If this were true how would our vehicles maintain proper operating temperature in the winter months while driving on the highway with a mechanical fan always moving air across the radiator and in many cases much colder then the engine operating temperature?
Lastly, try to keep your radiator at the operating temperature of the engine as you have described, I'd like to see how you are going to do that in an Alaskan winter.
... and my lastly: do you know why radiator caps are pressurized? it's not to keep the fluid in. if that was the case, all you need is a cap and a hose to the "catch can"/resivior/surge tank and let it expand and contract fluid volume as the heat does. it's pressurized so it can operate in excess of 230f without boiling at 212f as it would. you can stand behind your one vehicle observations, as you indicated, but i'll stick with factory engineering and operation knowledge and many years of experience in the field.
————
Set of tasks -
1) Repeat the part of the radiator discussion from "Lastly, try to" up to and including "in the field.".
2) Answer these from the radiator discussion:
(a) What kind of fan does the writer say is always moving air across the radiator on the highway?
(b) In what kind of winter does the writer want to see the radiator kept at the engine's operating temperature?
(c) At what temperature does the text say the coolant would boil if the radiator cap were not pressurized?

Data excerpt -
————
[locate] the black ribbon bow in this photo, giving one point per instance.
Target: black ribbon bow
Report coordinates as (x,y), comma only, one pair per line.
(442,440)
————
Solved tasks -
1)
Lastly, try to keep your radiator at the operating temperature of the engine as you have described, I'd like to see how you are going to do that in an Alaskan winter.
... and my lastly: do you know why radiator caps are pressurized? it's not to keep the fluid in. if that was the case, all you need is a cap and a hose to the "catch can"/resivior/surge tank and let it expand and contract fluid volume as the heat does. it's pressurized so it can operate in excess of 230f without boiling at 212f as it would. you can stand behind your one vehicle observations, as you indicated, but i'll stick with factory engineering and operation knowledge and many years of experience in the field.

2)
(a) A mechanical fan.
(b) An Alaskan winter.
(c) 212f.